Your task =
Where a line of the records holds the string "below", copy that line.
**** Records provided ****
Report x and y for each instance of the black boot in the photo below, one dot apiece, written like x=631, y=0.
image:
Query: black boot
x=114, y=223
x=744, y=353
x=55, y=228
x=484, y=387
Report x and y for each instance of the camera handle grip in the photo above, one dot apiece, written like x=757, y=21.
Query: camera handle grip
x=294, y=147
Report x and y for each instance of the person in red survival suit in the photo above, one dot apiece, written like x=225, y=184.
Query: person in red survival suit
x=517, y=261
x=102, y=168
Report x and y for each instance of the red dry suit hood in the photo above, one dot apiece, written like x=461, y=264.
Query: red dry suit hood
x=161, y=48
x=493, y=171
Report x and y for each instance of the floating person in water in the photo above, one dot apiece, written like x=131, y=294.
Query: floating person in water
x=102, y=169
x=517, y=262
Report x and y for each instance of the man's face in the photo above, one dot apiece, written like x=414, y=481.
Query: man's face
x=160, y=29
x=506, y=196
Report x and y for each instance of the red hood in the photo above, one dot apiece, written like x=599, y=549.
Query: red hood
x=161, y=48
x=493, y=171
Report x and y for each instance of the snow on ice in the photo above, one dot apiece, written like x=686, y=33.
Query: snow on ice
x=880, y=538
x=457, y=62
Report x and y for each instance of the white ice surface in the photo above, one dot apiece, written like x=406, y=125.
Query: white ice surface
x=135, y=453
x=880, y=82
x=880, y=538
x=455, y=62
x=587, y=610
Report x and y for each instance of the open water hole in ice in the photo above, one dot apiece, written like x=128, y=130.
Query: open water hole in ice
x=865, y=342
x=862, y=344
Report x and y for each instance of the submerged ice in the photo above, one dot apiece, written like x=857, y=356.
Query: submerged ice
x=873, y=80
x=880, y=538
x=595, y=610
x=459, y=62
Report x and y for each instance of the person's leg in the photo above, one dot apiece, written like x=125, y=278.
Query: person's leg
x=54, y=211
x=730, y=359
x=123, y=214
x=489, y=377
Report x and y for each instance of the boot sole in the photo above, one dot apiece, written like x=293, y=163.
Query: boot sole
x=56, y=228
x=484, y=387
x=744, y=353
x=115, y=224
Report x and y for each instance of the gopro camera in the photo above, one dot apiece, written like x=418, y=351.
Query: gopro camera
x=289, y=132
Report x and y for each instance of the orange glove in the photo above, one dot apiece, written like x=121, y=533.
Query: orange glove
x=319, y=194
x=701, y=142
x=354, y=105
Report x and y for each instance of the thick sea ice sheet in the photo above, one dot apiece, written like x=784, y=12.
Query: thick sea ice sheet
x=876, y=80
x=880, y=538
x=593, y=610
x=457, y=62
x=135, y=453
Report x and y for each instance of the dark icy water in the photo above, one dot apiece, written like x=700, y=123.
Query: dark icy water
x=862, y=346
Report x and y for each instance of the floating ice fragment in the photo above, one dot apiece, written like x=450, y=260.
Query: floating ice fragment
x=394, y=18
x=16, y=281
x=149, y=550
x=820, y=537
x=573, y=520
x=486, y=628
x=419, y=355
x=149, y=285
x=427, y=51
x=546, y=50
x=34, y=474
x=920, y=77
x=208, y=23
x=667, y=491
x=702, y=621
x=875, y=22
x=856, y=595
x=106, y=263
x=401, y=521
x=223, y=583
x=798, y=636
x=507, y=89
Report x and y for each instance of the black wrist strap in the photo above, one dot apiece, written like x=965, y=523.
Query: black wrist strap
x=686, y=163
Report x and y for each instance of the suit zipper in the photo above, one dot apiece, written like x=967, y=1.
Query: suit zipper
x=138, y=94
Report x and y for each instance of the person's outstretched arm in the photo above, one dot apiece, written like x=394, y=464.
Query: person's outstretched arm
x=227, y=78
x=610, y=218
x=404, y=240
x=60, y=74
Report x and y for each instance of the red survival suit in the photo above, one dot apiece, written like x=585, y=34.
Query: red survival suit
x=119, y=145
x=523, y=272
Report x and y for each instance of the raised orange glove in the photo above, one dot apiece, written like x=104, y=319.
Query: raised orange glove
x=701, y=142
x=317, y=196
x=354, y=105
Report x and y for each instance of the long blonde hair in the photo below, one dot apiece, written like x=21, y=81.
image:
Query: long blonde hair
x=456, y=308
****
Solution to this task =
Report x and y for each instance of the black boot in the photo below, one dot apiece, written like x=631, y=0.
Report x and y for each instance of the long blonde hair in the photo below, one dot apiece, written like x=21, y=81.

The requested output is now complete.